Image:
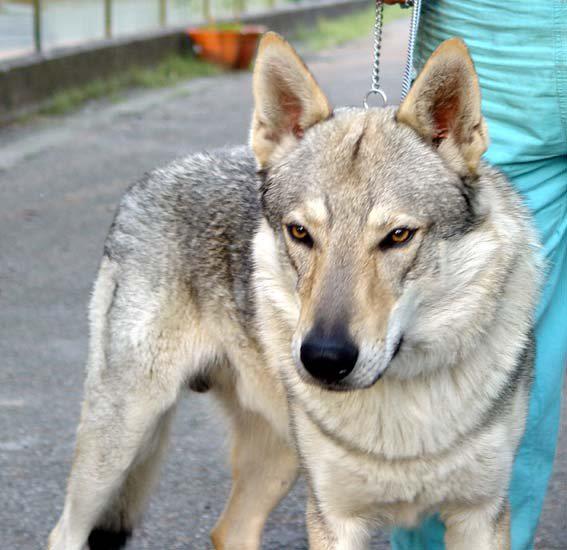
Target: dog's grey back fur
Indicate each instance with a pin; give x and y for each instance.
(194, 218)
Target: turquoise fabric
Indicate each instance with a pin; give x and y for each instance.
(520, 53)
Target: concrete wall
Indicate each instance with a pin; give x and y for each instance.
(27, 83)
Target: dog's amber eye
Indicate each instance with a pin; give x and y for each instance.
(299, 233)
(397, 237)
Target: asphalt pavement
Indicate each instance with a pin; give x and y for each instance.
(60, 180)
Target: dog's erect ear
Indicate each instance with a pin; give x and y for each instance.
(443, 106)
(287, 99)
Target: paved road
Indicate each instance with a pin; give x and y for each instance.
(59, 183)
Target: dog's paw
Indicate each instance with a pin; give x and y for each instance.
(106, 539)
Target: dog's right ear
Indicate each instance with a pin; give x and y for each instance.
(287, 100)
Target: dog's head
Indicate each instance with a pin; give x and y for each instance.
(373, 213)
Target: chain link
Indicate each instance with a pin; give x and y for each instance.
(408, 70)
(377, 45)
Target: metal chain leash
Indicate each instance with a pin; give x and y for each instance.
(375, 89)
(408, 70)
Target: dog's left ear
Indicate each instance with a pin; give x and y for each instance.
(443, 106)
(287, 99)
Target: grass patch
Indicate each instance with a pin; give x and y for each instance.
(168, 72)
(337, 31)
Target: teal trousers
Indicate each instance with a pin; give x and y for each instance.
(520, 52)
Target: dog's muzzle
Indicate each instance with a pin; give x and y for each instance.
(328, 359)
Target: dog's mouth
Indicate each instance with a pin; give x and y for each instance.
(359, 379)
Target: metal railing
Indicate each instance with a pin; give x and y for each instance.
(206, 10)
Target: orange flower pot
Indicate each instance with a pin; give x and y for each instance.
(232, 48)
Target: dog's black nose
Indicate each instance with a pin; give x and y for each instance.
(328, 359)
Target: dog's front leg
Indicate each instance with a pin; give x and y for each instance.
(484, 528)
(264, 468)
(327, 532)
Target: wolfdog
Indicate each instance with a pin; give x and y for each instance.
(357, 290)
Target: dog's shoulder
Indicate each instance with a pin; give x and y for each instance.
(192, 221)
(198, 198)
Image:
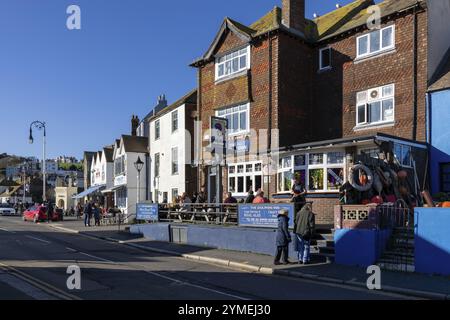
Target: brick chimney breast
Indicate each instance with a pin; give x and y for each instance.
(293, 14)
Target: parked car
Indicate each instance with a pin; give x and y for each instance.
(7, 210)
(39, 213)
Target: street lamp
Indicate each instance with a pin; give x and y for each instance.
(139, 164)
(41, 126)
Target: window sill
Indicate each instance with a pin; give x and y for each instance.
(374, 55)
(232, 76)
(374, 126)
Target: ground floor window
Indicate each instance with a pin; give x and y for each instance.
(445, 177)
(243, 177)
(121, 197)
(317, 171)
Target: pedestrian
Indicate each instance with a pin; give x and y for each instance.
(304, 231)
(250, 197)
(49, 212)
(87, 214)
(283, 238)
(96, 211)
(229, 199)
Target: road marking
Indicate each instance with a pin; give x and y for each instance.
(195, 285)
(98, 258)
(44, 241)
(6, 230)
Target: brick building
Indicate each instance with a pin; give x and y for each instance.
(307, 96)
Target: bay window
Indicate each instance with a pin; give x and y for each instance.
(232, 63)
(375, 42)
(244, 177)
(238, 118)
(320, 171)
(375, 106)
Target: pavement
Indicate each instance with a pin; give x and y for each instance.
(411, 284)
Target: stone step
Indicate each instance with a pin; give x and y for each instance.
(397, 267)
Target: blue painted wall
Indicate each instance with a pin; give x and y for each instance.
(432, 240)
(360, 247)
(253, 240)
(439, 134)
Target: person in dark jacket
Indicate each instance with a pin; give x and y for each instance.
(250, 197)
(87, 214)
(283, 238)
(304, 230)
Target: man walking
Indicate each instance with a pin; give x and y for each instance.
(304, 230)
(283, 238)
(87, 214)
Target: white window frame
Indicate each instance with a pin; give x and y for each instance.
(174, 161)
(321, 67)
(224, 112)
(244, 175)
(382, 49)
(229, 57)
(157, 129)
(368, 101)
(307, 167)
(174, 117)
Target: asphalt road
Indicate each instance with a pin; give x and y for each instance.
(34, 259)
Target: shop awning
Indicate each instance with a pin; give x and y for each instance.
(89, 191)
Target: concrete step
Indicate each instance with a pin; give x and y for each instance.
(397, 267)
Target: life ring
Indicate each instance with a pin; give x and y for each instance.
(353, 178)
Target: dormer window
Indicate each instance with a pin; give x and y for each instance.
(375, 42)
(232, 63)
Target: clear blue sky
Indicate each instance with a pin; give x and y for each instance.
(86, 84)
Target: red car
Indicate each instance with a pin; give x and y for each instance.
(39, 213)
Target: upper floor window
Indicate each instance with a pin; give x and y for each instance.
(376, 41)
(174, 161)
(375, 105)
(157, 129)
(325, 58)
(174, 121)
(238, 118)
(232, 63)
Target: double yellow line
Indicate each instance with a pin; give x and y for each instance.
(41, 285)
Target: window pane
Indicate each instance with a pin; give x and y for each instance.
(243, 121)
(287, 181)
(362, 114)
(335, 158)
(388, 110)
(232, 185)
(248, 184)
(243, 62)
(316, 158)
(387, 37)
(362, 42)
(335, 178)
(299, 160)
(240, 184)
(375, 111)
(375, 41)
(316, 179)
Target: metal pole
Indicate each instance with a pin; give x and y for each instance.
(44, 169)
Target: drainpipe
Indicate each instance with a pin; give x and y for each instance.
(414, 133)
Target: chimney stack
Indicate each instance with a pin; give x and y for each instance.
(134, 125)
(293, 14)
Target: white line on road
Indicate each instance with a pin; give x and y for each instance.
(44, 241)
(6, 230)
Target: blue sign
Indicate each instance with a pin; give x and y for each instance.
(147, 211)
(263, 215)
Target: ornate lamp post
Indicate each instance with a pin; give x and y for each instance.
(41, 126)
(139, 164)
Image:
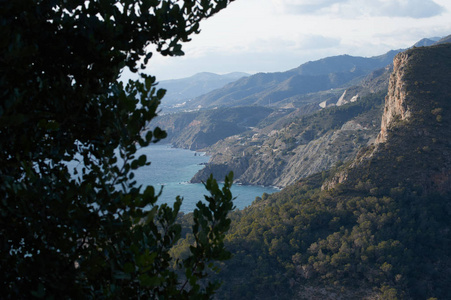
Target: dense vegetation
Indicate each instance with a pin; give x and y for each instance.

---

▶ [REQUIRED WORK]
Repeat each line of the records exactly, dropping the pictures.

▶ [RESPONSE TO THE TASK]
Image:
Target: dog's grey back fur
Indicate each instance with a pin; give x and y for each instance.
(194, 218)
Target: turquoise fabric
Indicate each instance with a pin; give x and y for each instance.
(520, 53)
Target: concrete wall
Indicate each instance with a pin; give x and y for each instance.
(27, 83)
Target: dog's amber eye
Indicate each instance with a pin; give x and y for each instance.
(299, 233)
(397, 237)
Target: asphalt pavement
Indicate each instance with a pin; give x and y for each instance.
(60, 180)
Target: dog's erect ear
Indicate each instance with a pin; give x and y for each instance.
(443, 106)
(287, 99)
Target: paved road
Indicate each instance with a pin; give x and y for each instance.
(59, 183)
Target: dog's paw
Indicate each instance with a pin; give x and y for each instance.
(106, 539)
Target: dog's right ear
Indicate each instance with a pin; give x and y for each instance.
(287, 100)
Target: dog's head
Indicate each instance with a pin; give x and y for each instance.
(373, 213)
Target: chain link
Indicate each instance with a pin; give x and y for each instance.
(408, 70)
(377, 45)
Target: metal chain leash
Indicate each instance with a pin; give x and y for each instance.
(375, 89)
(408, 70)
Target: dog's left ear
Indicate each instance with a pin; give x and y for each instance.
(443, 106)
(287, 99)
Target: grass patch
Indicate each instance with a pin; give x and y for each instance.
(168, 72)
(337, 31)
Target: teal trousers
Indicate each instance with a pin; give x and y for each instance.
(520, 52)
Target: dog's muzzle
Indicate each instance with a pin; give x and y for each instance.
(328, 359)
Target: dog's mouth
Indicate each instance with a pin; give x and y for each instance.
(359, 379)
Target: metal railing
Indicate each instance with a pin; give x and y for each instance.
(206, 10)
Target: orange flower pot
Indicate each instance with a pin; give x and y for each instance.
(232, 48)
Target: dog's black nose
Indicate each instance with a pin; give x and y for each instance.
(328, 359)
Target: dog's front leg
Indicate each instance with a pin; give x and y for each instance.
(484, 528)
(264, 468)
(327, 532)
Target: wolfdog
Indicate each instance with a pin; give x and y for each instance.
(357, 290)
Target: dog's shoulder
Indicate each instance with a pin; give x and y for each instance.
(192, 221)
(198, 198)
Image:
Target: brick chimney breast
Indicate each instance with a pin; give x and y for each instance.
(293, 14)
Target: parked car
Indicate each instance with a pin; give x and y for each instance.
(7, 210)
(39, 213)
Target: street lamp
Indicate each instance with a pin; give x and y for each instance.
(139, 164)
(41, 126)
Target: window sill
Indicate each instance with a pin; give x and y for each instance.
(374, 55)
(232, 76)
(374, 126)
Target: ground floor window
Indicate each instance with a pin; give x and y for each instance.
(445, 177)
(243, 177)
(121, 197)
(317, 171)
Target: pedestrian
Indicate each instance with a pin; give x and y for each instance.
(304, 231)
(250, 197)
(49, 212)
(87, 214)
(283, 238)
(96, 211)
(229, 199)
Target: road marking
Indicate each instance with a pin; give x and y for each instance.
(195, 285)
(98, 258)
(44, 241)
(6, 230)
Target: brick building
Indicate each instance with a pin; give x and y for each instance.
(307, 96)
Target: bay window
Indicate each instance with a pin; give x and y for each instance.
(232, 63)
(375, 42)
(244, 177)
(238, 118)
(320, 171)
(375, 106)
Target: pavement
Indicate each instance with a pin; give x and y for each instance.
(411, 284)
Target: stone step
Indicate each instance with a pin; give x and y for each instance.
(397, 267)
Target: blue painted wall
Indicate each instance with a pin; give x and y for each instance.
(432, 240)
(360, 247)
(253, 240)
(439, 134)
Target: person in dark jacket
Indicate each instance with a pin; give x and y for each instance.
(250, 197)
(87, 214)
(283, 238)
(304, 230)
Target: man walking
Indicate each instance with a pin; give x and y for each instance.
(304, 230)
(283, 238)
(87, 214)
Target: white window frame
Indicate each instance with a pin; give x and y for each instance.
(174, 161)
(321, 67)
(224, 112)
(244, 175)
(382, 49)
(229, 57)
(157, 129)
(368, 101)
(307, 167)
(174, 117)
Target: asphalt road
Indicate each instance with a pin; give x and y for each instance.
(34, 259)
Target: shop awning
Indicate each instance with a pin; give x and y for each instance.
(89, 191)
Target: concrete step
Indicate each instance with a pin; give x and y for each instance.
(397, 267)
Target: life ring
Indicate each instance with a pin; give x and y for each instance.
(353, 178)
Target: dormer window
Indicate each instance with a pin; give x and y for each instance.
(375, 42)
(232, 63)
Target: clear blue sky
Indicate each instance with a pin; give x and y for each instance.
(86, 84)
Target: red car
Indicate each instance with a pin; give x and y for each instance.
(39, 213)
Target: upper floor window
Indicate each instance with a pin; give x and y for each instance.
(376, 41)
(174, 161)
(375, 105)
(157, 129)
(325, 58)
(174, 121)
(238, 118)
(232, 63)
Target: double yellow line
Indicate each instance with a pin; give x and y for each instance.
(41, 285)
Target: window pane
Indicate each instance with a pin; give x and y for each instance.
(243, 121)
(287, 181)
(362, 114)
(335, 158)
(388, 110)
(232, 185)
(248, 184)
(243, 62)
(316, 158)
(387, 37)
(362, 42)
(335, 178)
(299, 160)
(240, 184)
(375, 111)
(375, 41)
(316, 179)
Target: metal pole
Indicate each instance with a pin; give x and y for each instance.
(44, 169)
Target: drainpipe
Indicate each instance with a pin; give x and y for each instance.
(414, 133)
Target: chimney stack
Indicate each instance with a pin; give x and y for each instance.
(134, 125)
(293, 14)
Target: white line on road
Indicate each instance with a pin; give x and y for each instance.
(44, 241)
(6, 230)
Target: blue sign
Indicate each instance with a pin; give x and y for each instance.
(147, 211)
(263, 215)
Target: ornate lamp post
Indicate each instance with a pin; give x and y for each instance.
(41, 126)
(139, 164)
Image:
Target: dense vegetation
Indicate each instance with a pin; give x and y for each instance.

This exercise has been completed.